(Records contained in a dataset)
- - - -

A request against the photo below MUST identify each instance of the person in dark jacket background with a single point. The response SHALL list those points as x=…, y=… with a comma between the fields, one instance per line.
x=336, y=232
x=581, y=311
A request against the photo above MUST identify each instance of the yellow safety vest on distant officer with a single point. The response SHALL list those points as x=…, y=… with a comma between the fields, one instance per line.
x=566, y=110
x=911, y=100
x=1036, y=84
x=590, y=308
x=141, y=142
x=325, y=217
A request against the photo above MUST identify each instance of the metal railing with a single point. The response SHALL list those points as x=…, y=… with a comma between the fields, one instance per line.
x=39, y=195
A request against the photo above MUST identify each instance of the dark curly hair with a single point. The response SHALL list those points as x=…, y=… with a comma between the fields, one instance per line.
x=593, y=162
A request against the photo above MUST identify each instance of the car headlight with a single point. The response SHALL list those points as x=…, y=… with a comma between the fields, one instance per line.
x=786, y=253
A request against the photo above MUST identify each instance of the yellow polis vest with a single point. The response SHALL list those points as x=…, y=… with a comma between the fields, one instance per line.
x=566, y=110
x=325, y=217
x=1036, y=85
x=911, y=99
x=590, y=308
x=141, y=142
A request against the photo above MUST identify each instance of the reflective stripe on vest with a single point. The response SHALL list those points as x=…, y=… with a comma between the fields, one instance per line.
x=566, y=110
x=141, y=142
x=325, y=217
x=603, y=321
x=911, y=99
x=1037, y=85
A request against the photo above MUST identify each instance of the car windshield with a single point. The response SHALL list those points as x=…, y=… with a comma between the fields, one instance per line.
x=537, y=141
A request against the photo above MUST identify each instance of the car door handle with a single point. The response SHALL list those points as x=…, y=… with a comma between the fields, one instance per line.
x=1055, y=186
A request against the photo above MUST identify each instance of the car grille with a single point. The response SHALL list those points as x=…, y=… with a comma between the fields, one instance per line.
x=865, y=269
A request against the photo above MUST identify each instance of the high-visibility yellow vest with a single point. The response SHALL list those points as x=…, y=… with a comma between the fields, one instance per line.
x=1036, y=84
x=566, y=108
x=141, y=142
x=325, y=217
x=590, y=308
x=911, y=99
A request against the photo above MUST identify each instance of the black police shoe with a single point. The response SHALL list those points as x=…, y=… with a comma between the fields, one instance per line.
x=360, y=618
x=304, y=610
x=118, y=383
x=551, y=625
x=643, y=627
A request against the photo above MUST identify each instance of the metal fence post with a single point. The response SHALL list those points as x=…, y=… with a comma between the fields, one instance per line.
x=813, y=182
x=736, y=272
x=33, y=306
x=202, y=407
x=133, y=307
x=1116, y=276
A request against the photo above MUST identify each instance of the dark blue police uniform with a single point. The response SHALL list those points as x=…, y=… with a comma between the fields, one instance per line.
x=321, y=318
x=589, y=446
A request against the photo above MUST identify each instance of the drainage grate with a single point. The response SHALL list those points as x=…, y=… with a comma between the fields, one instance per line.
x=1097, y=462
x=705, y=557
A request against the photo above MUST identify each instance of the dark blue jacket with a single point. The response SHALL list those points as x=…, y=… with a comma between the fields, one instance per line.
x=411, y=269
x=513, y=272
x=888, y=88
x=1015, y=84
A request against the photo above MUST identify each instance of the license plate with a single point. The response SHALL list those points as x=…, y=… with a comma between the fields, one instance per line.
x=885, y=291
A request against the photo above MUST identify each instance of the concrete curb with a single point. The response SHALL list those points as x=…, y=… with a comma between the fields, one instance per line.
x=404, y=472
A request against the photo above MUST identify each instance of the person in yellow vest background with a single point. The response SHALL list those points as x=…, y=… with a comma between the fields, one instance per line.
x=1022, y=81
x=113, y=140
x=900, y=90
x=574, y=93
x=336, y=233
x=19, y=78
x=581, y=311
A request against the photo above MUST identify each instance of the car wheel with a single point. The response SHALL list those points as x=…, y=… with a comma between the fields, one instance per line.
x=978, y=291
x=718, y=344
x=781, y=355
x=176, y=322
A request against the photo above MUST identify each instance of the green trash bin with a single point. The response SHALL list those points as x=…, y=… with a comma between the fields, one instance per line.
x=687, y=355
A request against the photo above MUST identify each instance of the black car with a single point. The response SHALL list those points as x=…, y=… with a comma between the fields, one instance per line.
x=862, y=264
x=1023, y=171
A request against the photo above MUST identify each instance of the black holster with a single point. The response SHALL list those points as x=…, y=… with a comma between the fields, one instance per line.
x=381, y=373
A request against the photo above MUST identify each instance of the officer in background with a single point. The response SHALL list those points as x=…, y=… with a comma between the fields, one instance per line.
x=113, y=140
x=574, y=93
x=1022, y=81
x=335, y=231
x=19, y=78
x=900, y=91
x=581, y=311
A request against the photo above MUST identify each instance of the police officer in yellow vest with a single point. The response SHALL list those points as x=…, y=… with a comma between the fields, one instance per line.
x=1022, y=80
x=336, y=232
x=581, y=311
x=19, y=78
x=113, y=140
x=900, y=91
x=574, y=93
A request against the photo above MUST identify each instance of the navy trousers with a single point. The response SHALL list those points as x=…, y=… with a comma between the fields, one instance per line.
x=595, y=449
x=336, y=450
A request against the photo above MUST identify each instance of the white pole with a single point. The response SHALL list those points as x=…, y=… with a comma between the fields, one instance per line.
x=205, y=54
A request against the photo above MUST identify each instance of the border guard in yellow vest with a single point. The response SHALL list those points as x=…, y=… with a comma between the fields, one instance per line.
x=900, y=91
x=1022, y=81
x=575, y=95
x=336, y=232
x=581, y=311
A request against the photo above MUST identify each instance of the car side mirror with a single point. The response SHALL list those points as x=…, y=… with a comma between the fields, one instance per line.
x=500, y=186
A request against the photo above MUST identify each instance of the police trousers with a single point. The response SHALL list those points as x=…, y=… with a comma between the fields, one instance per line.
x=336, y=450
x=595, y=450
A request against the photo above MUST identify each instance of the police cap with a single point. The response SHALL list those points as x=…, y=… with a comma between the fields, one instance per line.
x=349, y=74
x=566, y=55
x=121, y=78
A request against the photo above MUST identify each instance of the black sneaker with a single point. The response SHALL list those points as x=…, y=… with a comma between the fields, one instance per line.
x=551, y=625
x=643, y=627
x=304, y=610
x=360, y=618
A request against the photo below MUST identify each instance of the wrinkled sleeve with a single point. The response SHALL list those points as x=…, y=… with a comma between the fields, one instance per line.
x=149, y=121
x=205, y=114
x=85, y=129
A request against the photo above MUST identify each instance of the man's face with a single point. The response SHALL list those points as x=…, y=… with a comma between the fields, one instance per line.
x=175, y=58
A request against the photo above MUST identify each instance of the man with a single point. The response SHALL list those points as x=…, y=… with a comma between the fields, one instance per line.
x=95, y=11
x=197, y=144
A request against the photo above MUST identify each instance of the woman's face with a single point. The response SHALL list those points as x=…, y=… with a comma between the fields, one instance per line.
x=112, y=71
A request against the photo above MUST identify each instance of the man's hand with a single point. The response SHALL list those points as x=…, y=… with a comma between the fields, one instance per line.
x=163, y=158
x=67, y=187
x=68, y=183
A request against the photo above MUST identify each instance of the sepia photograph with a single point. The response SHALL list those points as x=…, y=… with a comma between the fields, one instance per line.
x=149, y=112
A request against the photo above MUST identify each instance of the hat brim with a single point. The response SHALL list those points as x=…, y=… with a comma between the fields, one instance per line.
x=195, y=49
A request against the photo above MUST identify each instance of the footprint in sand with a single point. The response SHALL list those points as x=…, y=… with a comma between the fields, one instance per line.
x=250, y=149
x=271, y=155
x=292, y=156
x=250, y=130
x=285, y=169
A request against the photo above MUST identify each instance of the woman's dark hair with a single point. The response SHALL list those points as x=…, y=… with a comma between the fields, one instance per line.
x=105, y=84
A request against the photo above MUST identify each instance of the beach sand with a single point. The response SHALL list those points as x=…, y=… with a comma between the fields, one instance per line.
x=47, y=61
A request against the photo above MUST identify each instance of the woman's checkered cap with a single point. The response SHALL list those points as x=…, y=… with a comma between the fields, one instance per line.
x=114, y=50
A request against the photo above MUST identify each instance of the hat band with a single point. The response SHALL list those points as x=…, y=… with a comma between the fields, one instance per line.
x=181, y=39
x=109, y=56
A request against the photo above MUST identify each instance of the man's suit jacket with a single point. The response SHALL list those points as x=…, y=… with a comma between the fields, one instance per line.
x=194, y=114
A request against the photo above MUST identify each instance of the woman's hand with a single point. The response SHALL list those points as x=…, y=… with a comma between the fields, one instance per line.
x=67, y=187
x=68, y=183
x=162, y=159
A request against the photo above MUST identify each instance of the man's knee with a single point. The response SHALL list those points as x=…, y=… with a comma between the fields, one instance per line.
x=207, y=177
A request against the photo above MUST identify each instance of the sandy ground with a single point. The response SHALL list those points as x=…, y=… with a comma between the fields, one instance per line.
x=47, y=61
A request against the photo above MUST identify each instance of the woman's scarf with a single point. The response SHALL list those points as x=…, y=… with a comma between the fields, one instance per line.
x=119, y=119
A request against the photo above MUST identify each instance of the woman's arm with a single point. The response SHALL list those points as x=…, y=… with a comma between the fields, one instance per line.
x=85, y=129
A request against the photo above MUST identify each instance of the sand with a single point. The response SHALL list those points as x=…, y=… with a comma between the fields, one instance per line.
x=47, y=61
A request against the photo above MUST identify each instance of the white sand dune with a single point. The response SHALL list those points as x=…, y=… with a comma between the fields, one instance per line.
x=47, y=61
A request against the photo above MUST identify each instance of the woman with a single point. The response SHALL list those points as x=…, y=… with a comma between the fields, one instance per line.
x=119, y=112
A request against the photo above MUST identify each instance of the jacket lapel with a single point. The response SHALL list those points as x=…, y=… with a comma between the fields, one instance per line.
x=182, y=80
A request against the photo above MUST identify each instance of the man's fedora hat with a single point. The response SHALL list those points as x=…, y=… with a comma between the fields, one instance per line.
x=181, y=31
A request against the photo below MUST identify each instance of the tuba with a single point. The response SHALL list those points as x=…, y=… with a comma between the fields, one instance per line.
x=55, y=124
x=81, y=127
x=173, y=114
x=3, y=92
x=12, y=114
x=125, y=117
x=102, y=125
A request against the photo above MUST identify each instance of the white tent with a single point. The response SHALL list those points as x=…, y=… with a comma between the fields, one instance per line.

- - - -

◆ **What the task requires**: Set down the lines above exactly as written. Begin at the line containing "the woman's arm" and stop after the last line.

◆ **Written response**:
A request against the photo above MUST identify each instance of the woman's arm with a single point. The response SHALL list those points as x=…, y=… with a comma between the fields, one instance per line.
x=85, y=129
A request against the photo above MUST identify each instance of the sand with a single point. The response SHALL list those points as x=…, y=… with a comma between the fields, one instance per line.
x=47, y=61
A request against the photo above MUST identify each instance of the white sand dune with a single point. The response SHALL list those points as x=…, y=… with a comma between the fields, one instance per line.
x=47, y=61
A request against the photo above MUST identify each instance of the woman with a single point. The response SHALL list those points as x=…, y=… with a comma between the fields, one instance per line.
x=119, y=112
A request against the photo above MUST identify each instance of the jacket lapel with a single point. The response SHALL list those points as x=…, y=… with a comma between the fields, one instance per line.
x=182, y=80
A request against the photo above MUST identify each instance of the man's fedora hat with a single point. The response SHALL list those points as x=…, y=… with a comma between the fields, one instance per line.
x=181, y=31
A request against the photo below MUST identify each instance of the tuba with a single point. The response SHALL list those points as x=…, y=… with a comma between the fields, one instance per line.
x=55, y=124
x=81, y=127
x=173, y=114
x=3, y=92
x=12, y=114
x=125, y=117
x=102, y=125
A request against the photo above MUST identify each instance of the white tent with a single point. The response SHALL list those points as x=…, y=… with a comma between the fields, one instance per line.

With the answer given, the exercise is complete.